[The task]:
Nothing but the images should be left out when the entries are restated word for word.
Segment Open
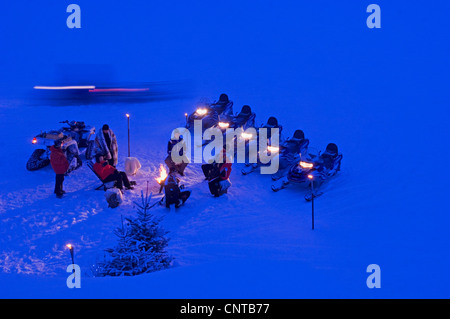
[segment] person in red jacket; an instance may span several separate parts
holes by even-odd
[[[216,169],[210,171],[210,174],[215,176],[209,176],[209,191],[215,197],[219,197],[228,192],[228,188],[231,186],[230,174],[231,174],[231,159],[227,160],[226,146],[222,150],[223,163],[217,163]],[[205,174],[206,175],[206,174]]]
[[[69,161],[61,149],[61,140],[56,140],[54,145],[50,147],[50,165],[55,171],[55,194],[57,198],[61,198],[66,192],[63,190],[64,174],[69,168]]]
[[[127,174],[125,172],[118,171],[114,166],[108,164],[102,155],[97,154],[95,156],[95,161],[96,163],[93,166],[94,171],[98,176],[100,176],[103,183],[116,182],[118,189],[123,189],[124,185],[126,189],[133,189],[130,181],[128,180]]]

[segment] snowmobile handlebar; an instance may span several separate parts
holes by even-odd
[[[74,129],[77,127],[77,122],[74,122],[74,121],[65,120],[65,121],[60,121],[59,123],[67,124],[70,126],[71,129]]]

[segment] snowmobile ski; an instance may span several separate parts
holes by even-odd
[[[275,183],[272,184],[271,188],[274,192],[278,192],[282,190],[283,188],[286,188],[286,186],[289,184],[288,181],[285,179],[279,179]]]
[[[272,175],[272,180],[274,182],[276,182],[277,180],[279,180],[280,178],[283,178],[284,176],[286,176],[287,173],[283,170],[279,170],[278,172],[276,172],[275,174]]]
[[[245,167],[245,168],[243,168],[241,170],[241,173],[242,173],[242,175],[248,175],[248,174],[253,173],[254,171],[256,171],[258,169],[258,167],[259,166],[255,165],[255,164],[247,166],[247,167]]]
Segment Closed
[Response]:
[segment] person in red jacket; an instance may span several separate parts
holes by even-odd
[[[216,169],[210,171],[210,174],[215,176],[209,176],[209,191],[215,197],[219,197],[228,192],[228,188],[231,186],[230,174],[231,174],[231,159],[227,160],[226,146],[222,150],[223,163],[217,163]],[[205,174],[206,175],[206,174]]]
[[[69,161],[61,149],[61,140],[56,140],[54,145],[50,147],[50,165],[55,171],[55,194],[57,198],[61,198],[66,192],[63,190],[64,174],[69,168]]]
[[[127,174],[125,172],[118,171],[114,166],[108,164],[102,155],[97,154],[95,156],[95,161],[96,163],[93,166],[94,171],[98,176],[100,176],[103,183],[116,182],[118,189],[123,189],[124,185],[126,189],[133,189],[130,181],[128,180]]]

[segment] snowmobile handlebar; an instance may span several separate parts
holes by even-odd
[[[74,129],[77,127],[77,122],[74,122],[74,121],[65,120],[65,121],[60,121],[59,123],[67,124],[70,126],[71,129]]]

[segment] snowmobile ski; an instance may span several separate parts
holes by even-odd
[[[275,183],[272,184],[271,188],[274,192],[278,192],[282,190],[283,188],[286,188],[286,186],[289,184],[288,181],[285,179],[279,179]]]
[[[272,175],[272,180],[274,182],[276,182],[277,180],[279,180],[280,178],[283,178],[284,176],[286,176],[287,173],[283,170],[279,170],[278,172],[276,172],[275,174]]]
[[[245,167],[245,168],[243,168],[241,170],[241,173],[242,173],[242,175],[248,175],[248,174],[253,173],[254,171],[256,171],[258,169],[258,167],[259,166],[255,165],[255,164],[247,166],[247,167]]]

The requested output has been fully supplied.